Pick out each line in the rows below that contains the word "target", and copy those lines as they appear.

══ Dataset excerpts ══

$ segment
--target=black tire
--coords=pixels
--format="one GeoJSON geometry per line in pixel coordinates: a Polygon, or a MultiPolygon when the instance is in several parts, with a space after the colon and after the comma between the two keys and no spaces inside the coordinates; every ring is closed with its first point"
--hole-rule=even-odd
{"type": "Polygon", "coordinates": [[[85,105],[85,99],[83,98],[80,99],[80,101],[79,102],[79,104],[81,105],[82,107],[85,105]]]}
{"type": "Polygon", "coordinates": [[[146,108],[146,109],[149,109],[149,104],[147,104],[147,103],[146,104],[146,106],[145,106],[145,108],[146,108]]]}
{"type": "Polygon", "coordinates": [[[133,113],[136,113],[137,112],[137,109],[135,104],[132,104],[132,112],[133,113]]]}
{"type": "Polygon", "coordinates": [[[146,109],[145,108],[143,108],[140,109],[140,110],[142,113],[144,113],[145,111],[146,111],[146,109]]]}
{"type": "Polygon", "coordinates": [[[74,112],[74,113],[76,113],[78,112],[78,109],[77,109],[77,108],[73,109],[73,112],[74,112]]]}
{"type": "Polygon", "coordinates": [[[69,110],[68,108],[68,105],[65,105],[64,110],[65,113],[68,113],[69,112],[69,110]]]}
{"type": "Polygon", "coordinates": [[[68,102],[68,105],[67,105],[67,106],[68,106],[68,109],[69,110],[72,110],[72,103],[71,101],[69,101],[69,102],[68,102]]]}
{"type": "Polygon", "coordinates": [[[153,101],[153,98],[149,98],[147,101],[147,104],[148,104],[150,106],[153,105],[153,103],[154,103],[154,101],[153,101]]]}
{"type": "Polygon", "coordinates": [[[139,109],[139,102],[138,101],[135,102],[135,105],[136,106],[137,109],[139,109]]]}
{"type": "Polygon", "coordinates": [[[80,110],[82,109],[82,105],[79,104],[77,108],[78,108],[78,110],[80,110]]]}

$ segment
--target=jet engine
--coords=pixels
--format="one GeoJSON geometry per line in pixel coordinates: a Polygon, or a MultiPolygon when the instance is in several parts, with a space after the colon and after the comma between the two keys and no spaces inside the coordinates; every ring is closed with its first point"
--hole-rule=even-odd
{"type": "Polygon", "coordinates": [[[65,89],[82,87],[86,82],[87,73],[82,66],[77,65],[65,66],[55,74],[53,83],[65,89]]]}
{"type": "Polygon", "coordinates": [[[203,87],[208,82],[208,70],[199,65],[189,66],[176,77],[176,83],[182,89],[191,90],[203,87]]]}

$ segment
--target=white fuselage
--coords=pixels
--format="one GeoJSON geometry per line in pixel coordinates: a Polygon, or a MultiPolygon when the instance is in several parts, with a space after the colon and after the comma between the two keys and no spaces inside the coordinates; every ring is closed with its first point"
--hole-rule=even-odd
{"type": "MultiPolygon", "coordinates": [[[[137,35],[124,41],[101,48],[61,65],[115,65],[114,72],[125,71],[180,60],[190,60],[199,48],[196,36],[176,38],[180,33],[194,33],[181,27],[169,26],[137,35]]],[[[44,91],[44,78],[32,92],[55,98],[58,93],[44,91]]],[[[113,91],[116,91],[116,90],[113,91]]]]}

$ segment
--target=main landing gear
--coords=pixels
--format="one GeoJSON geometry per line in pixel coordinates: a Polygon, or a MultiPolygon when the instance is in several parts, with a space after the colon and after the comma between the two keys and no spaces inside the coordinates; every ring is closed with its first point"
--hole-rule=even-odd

═══
══ Dataset excerpts ══

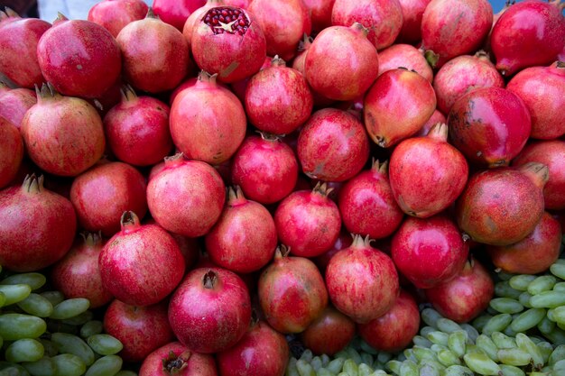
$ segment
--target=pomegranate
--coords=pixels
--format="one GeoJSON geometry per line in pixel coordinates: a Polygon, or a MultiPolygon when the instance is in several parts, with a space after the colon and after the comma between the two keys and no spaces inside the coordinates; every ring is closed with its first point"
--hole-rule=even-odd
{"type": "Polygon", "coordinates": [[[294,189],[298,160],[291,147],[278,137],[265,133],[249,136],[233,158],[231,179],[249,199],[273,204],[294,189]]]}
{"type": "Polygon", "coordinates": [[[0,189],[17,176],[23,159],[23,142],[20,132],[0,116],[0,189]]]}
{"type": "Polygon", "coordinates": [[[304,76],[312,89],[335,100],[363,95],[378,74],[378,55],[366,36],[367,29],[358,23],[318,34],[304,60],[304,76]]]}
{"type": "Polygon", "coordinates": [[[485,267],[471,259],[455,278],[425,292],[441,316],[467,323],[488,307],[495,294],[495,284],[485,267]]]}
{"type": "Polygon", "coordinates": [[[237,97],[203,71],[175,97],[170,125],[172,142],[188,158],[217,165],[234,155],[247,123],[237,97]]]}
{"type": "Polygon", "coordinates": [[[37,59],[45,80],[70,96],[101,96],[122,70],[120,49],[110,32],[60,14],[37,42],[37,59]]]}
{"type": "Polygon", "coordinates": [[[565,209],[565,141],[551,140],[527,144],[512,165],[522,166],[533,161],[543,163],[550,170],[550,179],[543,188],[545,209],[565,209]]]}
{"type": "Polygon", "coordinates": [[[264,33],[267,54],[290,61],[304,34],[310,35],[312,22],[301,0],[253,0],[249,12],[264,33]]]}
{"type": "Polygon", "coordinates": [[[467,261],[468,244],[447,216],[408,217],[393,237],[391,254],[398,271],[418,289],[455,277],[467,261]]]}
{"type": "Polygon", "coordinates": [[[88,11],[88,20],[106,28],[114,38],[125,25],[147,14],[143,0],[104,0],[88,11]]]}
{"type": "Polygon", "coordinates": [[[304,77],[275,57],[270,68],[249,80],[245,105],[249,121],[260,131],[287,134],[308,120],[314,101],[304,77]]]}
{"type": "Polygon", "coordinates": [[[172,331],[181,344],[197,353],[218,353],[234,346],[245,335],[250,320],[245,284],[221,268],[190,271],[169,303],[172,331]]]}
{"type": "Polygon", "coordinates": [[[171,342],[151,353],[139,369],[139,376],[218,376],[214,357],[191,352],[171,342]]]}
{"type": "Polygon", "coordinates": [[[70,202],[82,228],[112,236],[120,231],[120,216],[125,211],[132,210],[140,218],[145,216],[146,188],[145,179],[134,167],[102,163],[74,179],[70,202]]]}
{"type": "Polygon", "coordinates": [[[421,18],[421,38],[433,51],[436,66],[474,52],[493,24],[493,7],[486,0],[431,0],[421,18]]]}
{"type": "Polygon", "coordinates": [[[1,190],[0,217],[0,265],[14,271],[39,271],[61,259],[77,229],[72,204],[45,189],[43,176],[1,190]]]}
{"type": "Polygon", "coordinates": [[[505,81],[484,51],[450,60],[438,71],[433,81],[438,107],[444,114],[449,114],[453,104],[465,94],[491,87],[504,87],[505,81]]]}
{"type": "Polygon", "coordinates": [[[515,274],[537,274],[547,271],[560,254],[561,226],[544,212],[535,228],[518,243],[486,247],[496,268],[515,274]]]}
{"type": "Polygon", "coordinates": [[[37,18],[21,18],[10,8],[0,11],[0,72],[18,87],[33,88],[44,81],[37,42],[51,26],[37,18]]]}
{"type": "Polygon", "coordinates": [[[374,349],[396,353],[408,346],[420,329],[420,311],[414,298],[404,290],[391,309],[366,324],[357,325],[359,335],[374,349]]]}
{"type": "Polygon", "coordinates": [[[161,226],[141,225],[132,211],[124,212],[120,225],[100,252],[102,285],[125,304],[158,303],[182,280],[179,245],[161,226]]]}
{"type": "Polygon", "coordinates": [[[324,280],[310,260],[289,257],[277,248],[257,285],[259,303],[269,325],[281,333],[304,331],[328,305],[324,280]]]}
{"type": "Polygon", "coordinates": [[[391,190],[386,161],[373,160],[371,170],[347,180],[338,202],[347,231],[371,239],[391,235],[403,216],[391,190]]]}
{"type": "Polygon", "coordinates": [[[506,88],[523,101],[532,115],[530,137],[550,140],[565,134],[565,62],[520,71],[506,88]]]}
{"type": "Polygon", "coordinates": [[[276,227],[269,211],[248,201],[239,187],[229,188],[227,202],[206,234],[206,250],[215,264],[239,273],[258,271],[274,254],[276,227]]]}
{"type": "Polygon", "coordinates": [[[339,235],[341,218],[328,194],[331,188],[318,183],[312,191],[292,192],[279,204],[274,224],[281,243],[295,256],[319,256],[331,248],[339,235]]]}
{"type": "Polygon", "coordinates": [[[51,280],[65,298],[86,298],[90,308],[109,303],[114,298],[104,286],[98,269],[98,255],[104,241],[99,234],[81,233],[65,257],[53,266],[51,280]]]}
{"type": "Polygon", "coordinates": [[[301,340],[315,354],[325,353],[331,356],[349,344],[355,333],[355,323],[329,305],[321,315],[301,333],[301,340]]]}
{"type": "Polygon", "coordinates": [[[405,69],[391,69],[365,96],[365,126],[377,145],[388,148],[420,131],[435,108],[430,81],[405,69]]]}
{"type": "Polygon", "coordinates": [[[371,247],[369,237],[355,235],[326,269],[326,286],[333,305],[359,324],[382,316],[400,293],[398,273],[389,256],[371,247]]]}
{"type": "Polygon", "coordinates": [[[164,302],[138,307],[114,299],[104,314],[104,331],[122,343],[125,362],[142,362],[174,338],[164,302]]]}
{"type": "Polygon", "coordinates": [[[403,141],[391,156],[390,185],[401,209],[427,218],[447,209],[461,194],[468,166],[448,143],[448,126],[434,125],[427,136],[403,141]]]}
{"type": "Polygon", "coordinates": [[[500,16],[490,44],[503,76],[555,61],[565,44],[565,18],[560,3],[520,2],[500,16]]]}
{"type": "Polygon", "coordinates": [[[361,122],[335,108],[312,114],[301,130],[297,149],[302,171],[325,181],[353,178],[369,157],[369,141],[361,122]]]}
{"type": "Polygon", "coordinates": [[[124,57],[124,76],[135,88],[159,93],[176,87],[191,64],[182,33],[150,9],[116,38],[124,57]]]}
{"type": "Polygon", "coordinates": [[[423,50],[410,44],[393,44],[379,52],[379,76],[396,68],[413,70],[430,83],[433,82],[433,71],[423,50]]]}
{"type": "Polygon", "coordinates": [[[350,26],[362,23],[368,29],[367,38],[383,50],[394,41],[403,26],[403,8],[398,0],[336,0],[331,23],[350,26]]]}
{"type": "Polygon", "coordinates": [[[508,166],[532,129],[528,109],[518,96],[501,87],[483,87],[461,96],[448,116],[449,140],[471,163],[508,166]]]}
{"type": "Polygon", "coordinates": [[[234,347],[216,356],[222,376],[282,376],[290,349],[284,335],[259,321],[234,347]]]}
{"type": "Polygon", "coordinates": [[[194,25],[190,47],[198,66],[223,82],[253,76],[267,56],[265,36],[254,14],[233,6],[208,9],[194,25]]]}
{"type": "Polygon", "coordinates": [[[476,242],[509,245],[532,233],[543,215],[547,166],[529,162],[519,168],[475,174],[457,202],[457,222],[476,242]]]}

═══

● Answer to this task
--target=black tire
--target=jet engine
--target=white fuselage
--target=main landing gear
--target=pomegranate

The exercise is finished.